• **Exercices**:
1. Résumez sous forme de liste le paragraphe de l'extrait commençant par « Dans cette instance RG n° 23/2888 », sans perdre ses faits principaux.
2. D'après l'extrait, quel jour la Caisse d'épargne et de prévoyance des Hauts-de-France a-t-elle notifié ses dernières conclusions par voie électronique ?
3. Reproduisez mot pour mot le passage de l'extrait situé entre « I- Sur la jonction » et « la même décision. », ces deux bornes comprises.

• **Extrait**:
◇ ◇ ◇

Vu les articles L. 622-24, L. 622-27, L. 624-1, L. 624-3 et suivants du code de commerce ;

Vu les articles R. 622-23, R. 624-1 et suivants du code de commerce ;

Vu les articles 9, 122, 125, 455 et suivants du code de procédure civile ;

Vu l'article 1353 du code civil ;

* à titre principal :

-  déclarer irrecevable l'appel-nullité formé par M. [X] contre l'ordonnance entreprise ;

-  condamner M. [X] au paiement d'une indemnité procédurale de 2 000 euros chacun, ainsi qu'aux dépens ;

* à titre subsidiaire : 

- confirmer l'ordonnance entreprise en ce qu'elle a rejeté en totalité la créance et dit qu'il en sera fait mention sur l'état des créances ;

- rejeter les demandes de M. [X] ;

- le condamner au paiement de la somme de 2 000 euros, chacun, à titre d'indemnité procédurale, ainsi qu'aux dépens.

Par ses dernières conclusions notifiées par voie électronique le 18 décembre 2023 , la Caisse d'épargne et de prévoyance des Hauts-de-France (la banque) demande à la cour de :

- lui donner acte de ce qu'elle s'en remet à justice quant à la recevabilité et au bien-fondé des demandes des différentes parties.

Dans cette instance RG n° 23/2888, la déclaration d'appel a été signifiée à la société débitrice Jean Caby le 21 juillet 2023, selon les modalités prévues par l'article 659 du code de procédure civile, et à la société Crédit Agricole mutuel nord de France le 21 septembre 2023, à personne morale.

MOTIFS

I- Sur la jonction

En application de l'article 367 du code de procédure civile, il y a lieu d'ordonner, d'office, la jonction des appels renrôlés sous les numéros respectifs RG n° 23-2887 et RG n° 23-2888, qui sont formés contre la même décision.

◇ ◇ ◇

• **Données fournies**:
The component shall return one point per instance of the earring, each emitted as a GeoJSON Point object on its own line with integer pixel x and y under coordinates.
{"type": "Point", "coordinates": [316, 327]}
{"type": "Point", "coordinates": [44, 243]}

◇ ◇ ◇

• **Réponses aux exercices**:
1.
- Instance : RG n° 23/2888
- Signification à la société débitrice Jean Caby : 21 juillet 2023, selon l'article 659 du code de procédure civile
- Signification à la société Crédit Agricole mutuel nord de France : 21 septembre 2023, à personne morale

2. Le 18 décembre 2023.

3.
I- Sur la jonction

En application de l'article 367 du code de procédure civile, il y a lieu d'ordonner, d'office, la jonction des appels renrôlés sous les numéros respectifs RG n° 23-2887 et RG n° 23-2888, qui sont formés contre la même décision.